───── Extracted text ─────

Once-vibrant bar scene fading

THE city's once most popular venue for night life, Hengshan Road where dozens of bars are grouped together, has seen its business decreasing in recent years, due to the emergence of more upscale competition in other areas.

The city has taken notice and seeks some big changes, with the aim of turning the area into a neighborhood of shops, restaurants and entertainment sites appealing to more affluent customers.

The businesses along Hengshan Road began to diminish after the appearance of Xintiandi and Muse which have tended to split the customers, especially those seeking more fashionable venues.

Xuhui District government officials said detailed business performance of the bars was not available.

Gu Yiqiao, 27, a public relations specialist and regular at various bars, told Shanghai Daily that she usually does not go to Hengshan Road and that she heard about the business decline there.

"The bars there are not that fashionable and elegant," said Gu, who said she goes out of her way to avoid the road when driving in the area.

Some foreigners behave badly along the road after getting drunk and it's not safe, according to Gu.

Lily Xue, a local resident, agreed with Gu about the bars' poor business. But she thought the main reason is that people like change.

───── Input material ─────

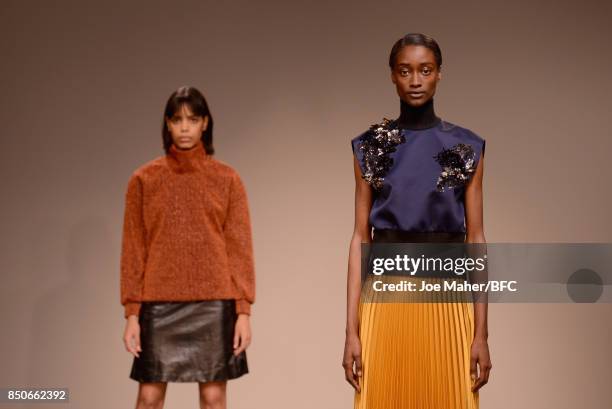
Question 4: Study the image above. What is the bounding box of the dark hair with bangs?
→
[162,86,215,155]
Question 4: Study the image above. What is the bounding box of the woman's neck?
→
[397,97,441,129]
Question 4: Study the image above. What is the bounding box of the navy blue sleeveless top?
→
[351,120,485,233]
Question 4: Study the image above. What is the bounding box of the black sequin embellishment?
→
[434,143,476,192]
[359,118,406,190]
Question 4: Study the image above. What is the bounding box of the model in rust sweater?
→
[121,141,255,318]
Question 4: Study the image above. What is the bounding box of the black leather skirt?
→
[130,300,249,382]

─────
───── Input material ─────

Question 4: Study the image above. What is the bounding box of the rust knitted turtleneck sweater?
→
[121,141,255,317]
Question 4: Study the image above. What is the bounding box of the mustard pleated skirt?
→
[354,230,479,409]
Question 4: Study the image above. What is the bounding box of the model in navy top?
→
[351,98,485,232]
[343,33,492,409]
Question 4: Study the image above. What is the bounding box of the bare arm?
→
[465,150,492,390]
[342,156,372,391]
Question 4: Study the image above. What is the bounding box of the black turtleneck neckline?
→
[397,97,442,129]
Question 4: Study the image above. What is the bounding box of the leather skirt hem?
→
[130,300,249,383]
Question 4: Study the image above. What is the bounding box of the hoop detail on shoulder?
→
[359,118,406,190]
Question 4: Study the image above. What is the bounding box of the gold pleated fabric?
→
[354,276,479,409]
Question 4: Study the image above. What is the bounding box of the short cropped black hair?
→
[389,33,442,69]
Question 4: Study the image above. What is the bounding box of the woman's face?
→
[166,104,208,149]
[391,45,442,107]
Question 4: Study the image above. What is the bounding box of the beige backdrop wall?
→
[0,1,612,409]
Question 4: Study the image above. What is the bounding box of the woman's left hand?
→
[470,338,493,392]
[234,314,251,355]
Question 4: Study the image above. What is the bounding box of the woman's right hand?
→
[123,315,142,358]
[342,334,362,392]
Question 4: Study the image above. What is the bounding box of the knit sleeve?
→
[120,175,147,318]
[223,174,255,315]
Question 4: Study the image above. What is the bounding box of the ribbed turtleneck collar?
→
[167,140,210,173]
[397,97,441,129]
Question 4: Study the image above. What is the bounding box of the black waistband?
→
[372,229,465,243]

─────

### Set of tasks
a) Copy out the part of the rows that opens with the line containing "the black waistband?" and closes with the line containing "[372,229,465,243]".
b) Carry on the article about the fading Hengshan Road bar scene from the point where it stops.
The article about the bar scene and the rows have nothing to do with each other.

### Answers to the problems
a)
Question 4: Study the image above. What is the bounding box of the black waistband?
→
[372,229,465,243]

b)
"Shanghai is a city full of changes. Locals just like to change. They do not always go to the same place," Xue said.

She also said some venues on the road near Dongping Road, which crosses Hengshan Road, are still busy. Many of them serve as restaurants during the day and turn into pubs as it gets dark.

Because of the decline in business, the city government is looking at introducing high-end boutiques, restaurants and entertainment venues to Hengshan Road by 2015, said Yang Haiye, an official with the government.

But a waiter at the Beni bar on the road surnamed Yang told Shanghai Daily yesterday that he has had some customers for as long as 10 years, and the bar has not heard of any transition plan.

An Indian immigrant named Kumarn said he still likes to go to the bars on Hengshan Road because the drinks are affordable and he likes the international flavor of the area, citing the mix of British, Irish, Turkish and other nationalities in addition to the Chinese.

Kumarn acknowledged that some of the bars are "dirty" but said he opposes any changes to the area.

"I do not like the transition idea at all. Cheap things will be gone," he said.

How and when the area's transition will happen is under study, and whether the bars will be shut down is unknown, said Yang, the government official.